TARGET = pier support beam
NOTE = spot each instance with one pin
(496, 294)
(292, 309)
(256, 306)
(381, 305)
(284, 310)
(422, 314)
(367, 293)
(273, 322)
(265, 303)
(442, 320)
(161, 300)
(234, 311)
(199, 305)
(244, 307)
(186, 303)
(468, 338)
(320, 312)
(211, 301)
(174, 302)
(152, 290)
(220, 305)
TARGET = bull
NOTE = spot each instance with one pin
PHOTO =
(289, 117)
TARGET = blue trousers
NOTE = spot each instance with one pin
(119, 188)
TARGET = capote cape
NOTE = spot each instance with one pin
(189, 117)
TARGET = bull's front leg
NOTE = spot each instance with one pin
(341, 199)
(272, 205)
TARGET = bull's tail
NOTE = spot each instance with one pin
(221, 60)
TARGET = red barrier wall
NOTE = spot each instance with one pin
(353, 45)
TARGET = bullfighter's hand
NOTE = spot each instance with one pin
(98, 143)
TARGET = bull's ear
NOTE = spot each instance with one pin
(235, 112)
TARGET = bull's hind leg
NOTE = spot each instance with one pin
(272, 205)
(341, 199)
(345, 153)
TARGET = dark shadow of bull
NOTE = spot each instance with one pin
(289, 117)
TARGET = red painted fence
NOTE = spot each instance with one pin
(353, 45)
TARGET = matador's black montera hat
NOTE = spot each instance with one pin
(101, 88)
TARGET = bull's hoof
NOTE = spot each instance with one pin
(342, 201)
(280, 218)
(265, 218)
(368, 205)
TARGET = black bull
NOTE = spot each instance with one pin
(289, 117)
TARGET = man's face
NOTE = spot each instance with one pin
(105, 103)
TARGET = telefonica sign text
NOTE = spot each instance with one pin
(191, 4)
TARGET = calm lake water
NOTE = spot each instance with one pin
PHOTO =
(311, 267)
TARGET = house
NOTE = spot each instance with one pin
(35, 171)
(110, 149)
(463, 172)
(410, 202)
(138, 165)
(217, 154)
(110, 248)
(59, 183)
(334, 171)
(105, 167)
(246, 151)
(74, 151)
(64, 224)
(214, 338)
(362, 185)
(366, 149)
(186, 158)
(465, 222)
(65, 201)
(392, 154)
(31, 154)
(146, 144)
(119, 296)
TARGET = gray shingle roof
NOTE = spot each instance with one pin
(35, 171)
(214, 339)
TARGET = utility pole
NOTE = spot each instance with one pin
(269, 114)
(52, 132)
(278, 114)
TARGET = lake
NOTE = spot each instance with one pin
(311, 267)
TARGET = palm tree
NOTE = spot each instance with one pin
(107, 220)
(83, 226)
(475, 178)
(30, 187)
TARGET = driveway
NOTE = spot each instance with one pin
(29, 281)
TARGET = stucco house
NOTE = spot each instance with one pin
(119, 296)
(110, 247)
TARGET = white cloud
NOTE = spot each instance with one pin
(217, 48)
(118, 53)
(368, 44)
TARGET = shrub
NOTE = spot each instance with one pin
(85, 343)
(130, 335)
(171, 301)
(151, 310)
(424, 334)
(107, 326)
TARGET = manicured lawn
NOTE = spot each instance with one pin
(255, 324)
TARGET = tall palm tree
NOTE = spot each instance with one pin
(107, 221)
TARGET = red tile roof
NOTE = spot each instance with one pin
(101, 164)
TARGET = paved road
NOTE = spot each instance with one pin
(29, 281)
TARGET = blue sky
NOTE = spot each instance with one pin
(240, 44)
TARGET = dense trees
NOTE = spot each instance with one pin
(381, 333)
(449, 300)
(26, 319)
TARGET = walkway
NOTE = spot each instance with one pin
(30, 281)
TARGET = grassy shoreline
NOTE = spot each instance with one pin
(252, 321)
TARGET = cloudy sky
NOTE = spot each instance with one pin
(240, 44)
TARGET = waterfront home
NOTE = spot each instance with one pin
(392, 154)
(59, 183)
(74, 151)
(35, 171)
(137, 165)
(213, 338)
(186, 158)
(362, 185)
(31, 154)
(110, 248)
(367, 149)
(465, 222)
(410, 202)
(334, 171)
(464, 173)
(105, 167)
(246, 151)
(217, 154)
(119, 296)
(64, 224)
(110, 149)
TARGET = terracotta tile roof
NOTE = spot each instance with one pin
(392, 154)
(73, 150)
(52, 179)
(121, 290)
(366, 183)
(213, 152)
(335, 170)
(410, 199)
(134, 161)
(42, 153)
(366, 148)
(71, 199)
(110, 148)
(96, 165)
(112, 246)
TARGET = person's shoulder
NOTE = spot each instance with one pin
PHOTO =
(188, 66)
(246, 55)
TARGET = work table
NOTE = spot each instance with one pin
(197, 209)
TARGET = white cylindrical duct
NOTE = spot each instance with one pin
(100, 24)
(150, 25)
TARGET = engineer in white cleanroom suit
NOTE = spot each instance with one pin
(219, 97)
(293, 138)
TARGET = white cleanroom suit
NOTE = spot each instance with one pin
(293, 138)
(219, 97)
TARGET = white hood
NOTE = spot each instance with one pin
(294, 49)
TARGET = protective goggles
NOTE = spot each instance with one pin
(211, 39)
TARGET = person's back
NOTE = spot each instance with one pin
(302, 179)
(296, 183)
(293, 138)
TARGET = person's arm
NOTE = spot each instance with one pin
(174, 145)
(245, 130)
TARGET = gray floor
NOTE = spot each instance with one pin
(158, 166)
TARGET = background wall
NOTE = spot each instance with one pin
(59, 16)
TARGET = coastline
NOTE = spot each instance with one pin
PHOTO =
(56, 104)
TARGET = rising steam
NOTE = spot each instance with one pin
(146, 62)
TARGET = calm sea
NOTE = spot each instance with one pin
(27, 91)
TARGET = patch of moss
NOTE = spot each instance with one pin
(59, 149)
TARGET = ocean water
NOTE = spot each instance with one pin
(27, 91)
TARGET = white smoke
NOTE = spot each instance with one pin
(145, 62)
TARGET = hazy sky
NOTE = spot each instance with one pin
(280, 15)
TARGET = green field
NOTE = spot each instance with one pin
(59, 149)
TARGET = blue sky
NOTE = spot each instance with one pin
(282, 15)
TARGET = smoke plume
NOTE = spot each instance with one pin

EXERCISE PROMPT | Your reply needs to reproduce all of the listing exactly.

RESULT |
TARGET = pier support beam
NOTE = spot each instance with one pin
(496, 294)
(292, 309)
(256, 306)
(381, 305)
(284, 310)
(422, 314)
(367, 293)
(273, 322)
(265, 303)
(442, 320)
(161, 300)
(234, 311)
(199, 305)
(244, 307)
(186, 303)
(468, 338)
(320, 312)
(211, 301)
(174, 302)
(152, 290)
(220, 305)
TARGET = bull
NOTE = spot each instance with one pin
PHOTO =
(289, 117)
TARGET = blue trousers
NOTE = spot each instance with one pin
(119, 188)
TARGET = capote cape
NOTE = spot each instance with one pin
(189, 117)
TARGET = bull's front leg
NOTE = spot each instance with one pin
(341, 199)
(272, 205)
TARGET = bull's tail
NOTE = spot each instance with one pin
(221, 60)
TARGET = red barrier wall
NOTE = spot each instance with one pin
(353, 45)
TARGET = bullfighter's hand
NOTE = spot each instance with one pin
(98, 143)
TARGET = bull's ear
NOTE = spot each instance with one pin
(235, 112)
TARGET = bull's hind leg
NOTE = spot each instance with one pin
(272, 205)
(341, 199)
(345, 153)
TARGET = dark shadow of bull
NOTE = spot each instance with one pin
(289, 117)
TARGET = red painted fence
NOTE = spot each instance with one pin
(353, 45)
TARGET = matador's black montera hat
NOTE = spot each instance with one pin
(101, 88)
TARGET = bull's hoof
NOTE = spot each instance with one pin
(342, 201)
(280, 218)
(265, 218)
(368, 205)
TARGET = black bull
NOTE = spot each instance with one pin
(289, 117)
TARGET = man's face
NOTE = spot each instance with one pin
(105, 103)
TARGET = telefonica sign text
NOTE = spot each instance with one pin
(191, 4)
TARGET = calm lake water
NOTE = spot each instance with one pin
PHOTO =
(311, 267)
TARGET = house
NOTE = spot each instance with one pin
(35, 171)
(110, 149)
(463, 172)
(410, 202)
(138, 165)
(217, 154)
(110, 248)
(59, 183)
(334, 171)
(105, 167)
(246, 151)
(74, 151)
(64, 224)
(214, 338)
(362, 185)
(366, 149)
(186, 158)
(465, 222)
(65, 201)
(392, 154)
(31, 154)
(146, 144)
(119, 296)
TARGET = gray shingle roof
NOTE = spot each instance with one pin
(35, 171)
(214, 339)
TARGET = utility pole
NOTE = spot each instance with one pin
(269, 114)
(52, 132)
(278, 114)
TARGET = lake
NOTE = spot each instance with one pin
(311, 267)
TARGET = palm tree
NOTE = spot each instance with one pin
(107, 220)
(83, 226)
(475, 178)
(30, 187)
TARGET = driveway
NOTE = spot each instance with one pin
(29, 281)
TARGET = stucco house
NOTE = spot each instance with one pin
(119, 296)
(110, 247)
TARGET = white cloud
NOTE = spot each instance with one pin
(217, 48)
(118, 53)
(368, 44)
TARGET = shrub
NOTE = spot each instance with one pin
(85, 343)
(130, 335)
(171, 301)
(151, 310)
(424, 334)
(107, 326)
TARGET = manicured lawn
NOTE = spot each instance with one pin
(255, 324)
TARGET = tall palm tree
NOTE = spot each instance with one pin
(107, 221)
TARGET = red tile roof
NOTE = spot each instance with one pin
(101, 164)
TARGET = paved road
NOTE = spot each instance with one pin
(29, 281)
TARGET = blue sky
NOTE = spot each instance with one pin
(240, 44)
TARGET = dense trees
NOTE = spot each instance with one pin
(381, 333)
(449, 300)
(26, 319)
TARGET = walkway
NOTE = spot each instance with one pin
(30, 281)
TARGET = grassy shoreline
NOTE = spot each instance with one pin
(252, 321)
TARGET = cloudy sky
NOTE = spot each instance with one pin
(240, 44)
TARGET = waterfront home
NOTE = spot each instance with one pin
(392, 154)
(59, 183)
(74, 151)
(35, 171)
(137, 165)
(213, 338)
(186, 158)
(362, 185)
(31, 154)
(110, 248)
(367, 149)
(465, 222)
(410, 202)
(334, 171)
(464, 173)
(105, 167)
(246, 151)
(217, 154)
(119, 296)
(64, 224)
(110, 149)
TARGET = terracotta tile roof
NOTE = spot each instance with one pin
(392, 154)
(73, 150)
(52, 179)
(121, 290)
(366, 183)
(213, 152)
(335, 170)
(410, 199)
(134, 161)
(42, 153)
(366, 148)
(71, 199)
(110, 148)
(96, 165)
(112, 246)
TARGET = person's shoulder
NOTE = spot each instance with one pin
PHOTO =
(188, 66)
(246, 55)
TARGET = work table
NOTE = spot each instance with one pin
(197, 209)
TARGET = white cylindrical duct
NOTE = spot each instance with one pin
(100, 24)
(150, 25)
TARGET = engineer in white cleanroom suit
NOTE = spot each instance with one pin
(219, 97)
(293, 138)
TARGET = white cleanroom suit
NOTE = spot each instance with one pin
(293, 138)
(219, 97)
TARGET = white hood
NOTE = spot each instance with one pin
(294, 49)
TARGET = protective goggles
NOTE = spot each instance with one pin
(211, 39)
TARGET = person's back
NOTE = spot each instance with one pin
(302, 179)
(296, 183)
(293, 138)
TARGET = person's arm
NOTE = spot each instance with one pin
(174, 145)
(245, 130)
TARGET = gray floor
NOTE = spot each instance with one pin
(158, 166)
TARGET = background wall
NOTE = spot each instance with one pin
(59, 16)
TARGET = coastline
NOTE = spot each instance with one pin
PHOTO =
(56, 104)
TARGET = rising steam
NOTE = spot each instance with one pin
(146, 62)
TARGET = calm sea
NOTE = spot each instance with one pin
(27, 91)
TARGET = patch of moss
NOTE = spot each instance with one pin
(59, 149)
TARGET = ocean water
NOTE = spot each instance with one pin
(27, 91)
TARGET = white smoke
NOTE = spot each instance with one pin
(145, 62)
TARGET = hazy sky
NOTE = spot each instance with one pin
(280, 15)
TARGET = green field
NOTE = spot each instance with one pin
(59, 149)
TARGET = blue sky
NOTE = spot each instance with one pin
(282, 15)
TARGET = smoke plume
NOTE = spot each instance with one pin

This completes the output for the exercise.